▸ **THE TASK**
Transcribe the whole listing without a single picture.

☆ ☆ ☆ ☆ ☆

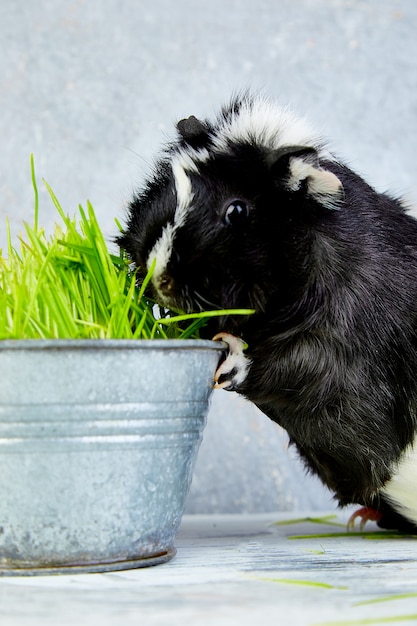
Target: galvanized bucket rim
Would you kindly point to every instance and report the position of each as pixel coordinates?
(112, 344)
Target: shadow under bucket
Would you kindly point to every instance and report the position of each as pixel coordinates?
(98, 440)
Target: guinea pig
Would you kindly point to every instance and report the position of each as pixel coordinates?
(252, 210)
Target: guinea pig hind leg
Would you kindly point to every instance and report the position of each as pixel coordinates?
(234, 369)
(365, 514)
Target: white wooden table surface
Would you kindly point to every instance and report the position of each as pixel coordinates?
(239, 570)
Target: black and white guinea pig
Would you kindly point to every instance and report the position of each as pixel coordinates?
(252, 210)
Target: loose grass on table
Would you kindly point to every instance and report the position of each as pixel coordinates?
(70, 286)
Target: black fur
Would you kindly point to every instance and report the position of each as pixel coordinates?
(333, 342)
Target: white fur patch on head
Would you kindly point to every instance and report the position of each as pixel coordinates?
(261, 121)
(183, 162)
(323, 185)
(401, 489)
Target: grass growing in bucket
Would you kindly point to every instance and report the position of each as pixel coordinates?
(69, 286)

☆ ☆ ☆ ☆ ☆

▸ **PROBLEM SOLUTION**
Target: galvanized bucket rim
Would you kindly point to every instance and report the position of each as pixel coordinates?
(112, 344)
Target: shadow under bucket
Would you kindly point to every instance and report the position of each as pixel coordinates?
(98, 440)
Target: guinea pig
Would you kindly point to every instance and report the position of each as pixel coordinates?
(252, 210)
Target: guinea pig hind leg
Would you kindly point to every instance and report the position of each as pixel coordinates?
(234, 369)
(365, 514)
Target: white wooden table surface
Would you kindly point to every instance and report the position of each as pixel coordinates?
(239, 570)
Target: black and white guinea pig
Would you kindly point to every instance and report the position of each as pixel coordinates?
(252, 210)
Target: loose grass on table
Would you kindly point to every instance and report the position of each as pixel coordinates?
(70, 286)
Target: black fur
Would you kindly point to every instance and report the position of each as pixel coordinates?
(333, 342)
Target: white fur patch on head
Would you kindly point to every instance and report the position of each as pixel coordinates?
(261, 121)
(183, 162)
(323, 185)
(401, 489)
Target: grass growing in bucket
Would you kindly point to every instance and report the position of each as pixel coordinates?
(69, 286)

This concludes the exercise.